SOURCE TEXT start
We deployed a new checkout flow on a Friday afternoon. It had passed code review, passed testing, passed staging load tests. By Friday evening, the error rate was climbing. The new flow had a race condition that only manifested under specific mobile browser timing that we hadn’t tested. Without a feature flag, the fix would have required an emergency deployment — 25 minutes of build time, deployment, and validation. With a feature flag, the rollback was turning off a switch. Thirty seconds.
Feature flags are a safety mechanism, not just a release tool. I’ve changed my opinion on them: they’re now mandatory for any user-facing change in production.
How It Works
A feature flag is a conditional in your code that evaluates at runtime:
if flags.IsEnabled(ctx, "new_checkout_flow") {
return newCheckoutHandler(w, r)
SOURCE TEXT end
RAW RECORDS start
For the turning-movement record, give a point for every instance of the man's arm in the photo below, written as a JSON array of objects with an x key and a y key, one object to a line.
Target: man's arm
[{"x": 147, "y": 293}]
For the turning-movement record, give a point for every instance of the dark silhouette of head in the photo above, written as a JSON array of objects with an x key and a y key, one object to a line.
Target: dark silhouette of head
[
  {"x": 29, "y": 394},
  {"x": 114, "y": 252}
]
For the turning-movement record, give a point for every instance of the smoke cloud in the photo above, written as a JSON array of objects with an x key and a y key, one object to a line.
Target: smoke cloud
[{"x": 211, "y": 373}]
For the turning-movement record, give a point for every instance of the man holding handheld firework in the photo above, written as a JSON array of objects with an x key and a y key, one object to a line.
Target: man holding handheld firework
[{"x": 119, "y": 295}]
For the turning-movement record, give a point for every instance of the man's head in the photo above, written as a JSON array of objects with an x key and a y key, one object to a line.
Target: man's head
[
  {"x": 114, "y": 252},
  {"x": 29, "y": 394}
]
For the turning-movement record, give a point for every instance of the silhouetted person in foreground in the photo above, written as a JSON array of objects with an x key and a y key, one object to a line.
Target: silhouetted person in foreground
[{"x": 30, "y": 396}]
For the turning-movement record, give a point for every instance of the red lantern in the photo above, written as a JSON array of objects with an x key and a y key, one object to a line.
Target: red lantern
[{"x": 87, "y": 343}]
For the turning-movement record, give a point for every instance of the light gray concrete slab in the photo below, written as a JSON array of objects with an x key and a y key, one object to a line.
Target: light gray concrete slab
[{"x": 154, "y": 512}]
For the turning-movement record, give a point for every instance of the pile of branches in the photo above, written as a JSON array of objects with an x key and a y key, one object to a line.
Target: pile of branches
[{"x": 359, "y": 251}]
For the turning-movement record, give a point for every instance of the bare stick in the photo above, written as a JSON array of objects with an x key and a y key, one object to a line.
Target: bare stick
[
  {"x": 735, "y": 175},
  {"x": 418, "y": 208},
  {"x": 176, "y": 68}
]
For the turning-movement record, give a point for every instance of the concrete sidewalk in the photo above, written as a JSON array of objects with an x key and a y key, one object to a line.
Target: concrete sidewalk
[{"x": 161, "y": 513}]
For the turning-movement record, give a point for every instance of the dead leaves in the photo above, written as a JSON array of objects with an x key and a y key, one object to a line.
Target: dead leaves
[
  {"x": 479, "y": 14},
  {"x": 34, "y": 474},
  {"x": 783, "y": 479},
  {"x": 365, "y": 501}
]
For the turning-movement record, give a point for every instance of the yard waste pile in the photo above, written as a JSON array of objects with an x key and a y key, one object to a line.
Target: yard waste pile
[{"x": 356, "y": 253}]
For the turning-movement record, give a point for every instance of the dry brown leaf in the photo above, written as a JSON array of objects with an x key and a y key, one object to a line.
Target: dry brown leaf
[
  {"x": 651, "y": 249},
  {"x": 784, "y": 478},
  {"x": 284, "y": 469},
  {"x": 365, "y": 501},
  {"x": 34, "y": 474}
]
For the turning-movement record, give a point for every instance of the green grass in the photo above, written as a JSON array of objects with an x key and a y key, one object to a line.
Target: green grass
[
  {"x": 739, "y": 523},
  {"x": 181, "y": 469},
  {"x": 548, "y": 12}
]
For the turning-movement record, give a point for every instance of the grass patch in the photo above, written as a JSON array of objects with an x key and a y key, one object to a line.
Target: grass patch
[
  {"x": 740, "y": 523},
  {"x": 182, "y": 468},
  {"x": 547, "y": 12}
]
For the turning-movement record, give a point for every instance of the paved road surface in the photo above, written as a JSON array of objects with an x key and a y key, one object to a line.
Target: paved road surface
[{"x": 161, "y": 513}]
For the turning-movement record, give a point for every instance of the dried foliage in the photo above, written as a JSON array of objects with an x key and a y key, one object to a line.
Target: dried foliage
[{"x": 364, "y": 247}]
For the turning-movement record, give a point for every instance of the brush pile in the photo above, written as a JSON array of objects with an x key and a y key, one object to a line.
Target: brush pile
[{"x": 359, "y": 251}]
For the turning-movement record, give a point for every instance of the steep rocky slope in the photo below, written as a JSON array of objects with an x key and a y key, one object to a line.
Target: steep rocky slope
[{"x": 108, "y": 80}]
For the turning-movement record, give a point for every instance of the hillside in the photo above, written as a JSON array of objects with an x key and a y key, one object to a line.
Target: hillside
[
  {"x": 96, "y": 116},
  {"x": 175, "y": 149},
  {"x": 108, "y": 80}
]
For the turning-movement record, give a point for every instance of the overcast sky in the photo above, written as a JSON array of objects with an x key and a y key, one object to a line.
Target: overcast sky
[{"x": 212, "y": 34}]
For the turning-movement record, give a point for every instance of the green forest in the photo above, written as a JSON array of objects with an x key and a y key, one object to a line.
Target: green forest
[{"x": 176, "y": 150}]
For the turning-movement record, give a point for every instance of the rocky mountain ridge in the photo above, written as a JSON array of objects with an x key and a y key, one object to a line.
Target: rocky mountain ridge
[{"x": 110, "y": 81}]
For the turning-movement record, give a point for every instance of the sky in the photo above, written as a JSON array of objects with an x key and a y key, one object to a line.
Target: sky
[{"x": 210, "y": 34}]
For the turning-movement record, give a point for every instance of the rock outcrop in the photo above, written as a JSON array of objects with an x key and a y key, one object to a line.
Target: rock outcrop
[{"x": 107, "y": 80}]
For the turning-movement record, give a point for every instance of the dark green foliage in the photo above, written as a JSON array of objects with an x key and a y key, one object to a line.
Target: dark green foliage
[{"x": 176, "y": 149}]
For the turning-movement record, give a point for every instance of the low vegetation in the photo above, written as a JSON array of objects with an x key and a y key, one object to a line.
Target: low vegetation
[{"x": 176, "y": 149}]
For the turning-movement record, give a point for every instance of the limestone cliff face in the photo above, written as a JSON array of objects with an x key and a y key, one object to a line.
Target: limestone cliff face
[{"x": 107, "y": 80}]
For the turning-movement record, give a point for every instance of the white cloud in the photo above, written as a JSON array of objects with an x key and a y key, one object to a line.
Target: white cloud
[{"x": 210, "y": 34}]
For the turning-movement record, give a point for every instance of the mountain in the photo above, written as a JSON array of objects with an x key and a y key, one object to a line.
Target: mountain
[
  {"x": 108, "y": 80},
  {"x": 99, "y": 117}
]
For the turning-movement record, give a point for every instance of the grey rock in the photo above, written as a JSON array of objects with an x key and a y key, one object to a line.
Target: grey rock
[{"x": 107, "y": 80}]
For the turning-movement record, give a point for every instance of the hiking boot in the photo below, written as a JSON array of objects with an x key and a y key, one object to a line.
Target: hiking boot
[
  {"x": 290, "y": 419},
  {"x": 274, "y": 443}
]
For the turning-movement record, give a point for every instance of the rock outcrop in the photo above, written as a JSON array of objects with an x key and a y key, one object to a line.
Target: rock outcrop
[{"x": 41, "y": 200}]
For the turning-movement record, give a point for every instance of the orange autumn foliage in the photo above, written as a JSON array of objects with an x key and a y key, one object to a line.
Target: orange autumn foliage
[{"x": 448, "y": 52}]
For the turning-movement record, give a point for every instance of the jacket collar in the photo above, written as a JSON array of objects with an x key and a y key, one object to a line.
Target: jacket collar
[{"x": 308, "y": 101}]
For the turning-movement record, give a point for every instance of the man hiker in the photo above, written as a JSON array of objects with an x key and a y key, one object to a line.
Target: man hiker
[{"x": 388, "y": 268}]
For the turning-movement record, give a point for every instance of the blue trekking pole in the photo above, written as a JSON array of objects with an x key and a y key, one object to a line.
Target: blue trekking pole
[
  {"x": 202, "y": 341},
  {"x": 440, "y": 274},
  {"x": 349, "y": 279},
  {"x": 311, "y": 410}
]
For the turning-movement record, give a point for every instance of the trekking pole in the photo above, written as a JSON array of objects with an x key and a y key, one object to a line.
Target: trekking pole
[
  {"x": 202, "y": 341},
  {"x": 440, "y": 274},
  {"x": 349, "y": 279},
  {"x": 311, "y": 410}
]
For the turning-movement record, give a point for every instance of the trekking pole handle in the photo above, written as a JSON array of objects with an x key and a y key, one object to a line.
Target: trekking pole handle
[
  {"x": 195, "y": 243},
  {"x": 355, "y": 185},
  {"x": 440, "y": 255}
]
RAW RECORDS end
▶ _STATED GOAL A_:
Answer these questions from the feature flag text above:
(i) On what day was the new checkout flow deployed?
(ii) How long would an emergency deployment have taken?
(iii) For which changes does the writer now treat feature flags as mandatory?
▶ _STATED GOAL B_:
Name each check the new checkout flow passed before deployment, according to the feature flag text above.
▶ _STATED GOAL C_:
Resume the feature flag text from the point where it stops.

▶ _WRITTEN ANSWER A_:
(i) Friday (in the afternoon).
(ii) 25 minutes of build time, deployment, and validation.
(iii) Any user-facing change in production.

▶ _WRITTEN ANSWER B_:
- Code review
- Testing
- Staging load tests

▶ _WRITTEN ANSWER C_:
}
return legacyCheckoutHandler(w, r)
The flag value comes from a flag service — not from a config file that requires a deployment to change. The flag service evaluates the flag at runtime, usually with:
- Boolean: On or off for everyone
- Percentage rollout: On for X% of users (consistent per user)
- User targeting: On for specific user IDs, emails, or attributes
- Rule-based: On for users matching certain criteria (country, plan tier, beta users)
Flag Lifecycle
Flags have types that determine their lifecycle:
Release flag → Short-lived. Used to gate a new feature during rollout.
Remove within 1-2 sprints of reaching 100%.
Ops (kill switch) → Long-lived. Used to disable a feature in emergencies.
Keep indefinitely. The value is the ability to turn it off.
Experiment flag → A/B test. Run for the duration of the experiment.
Analyze, decide, remove.
Permission flag → Permanent. Controls access by user tier or org.
These never go away.
The most common mistake: treating all flags as release flags and never removing them. Code with 30 unremoved flags is a maintenance nightmare — every code path branches, tests must cover all combinations, and no one remembers what each flag does.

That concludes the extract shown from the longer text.